_Stored data entries:_
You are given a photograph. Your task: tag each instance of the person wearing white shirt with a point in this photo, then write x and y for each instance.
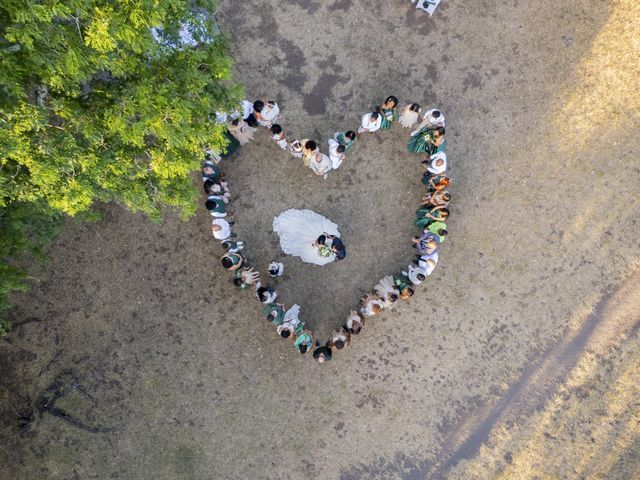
(437, 163)
(279, 137)
(371, 122)
(221, 229)
(290, 322)
(432, 118)
(336, 153)
(320, 164)
(269, 114)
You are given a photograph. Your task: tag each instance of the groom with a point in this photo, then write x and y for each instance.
(334, 243)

_WORK TO COMPLETE:_
Your answer must be the lines from the one with "of the groom" through the last line of the data, repeated exactly and with nothing else.

_RESPONSE TO THIS EXERCISE:_
You are given a photograph. Your task: tag each instance of the groom with a point in this photo, then write x and y for each instance.
(334, 243)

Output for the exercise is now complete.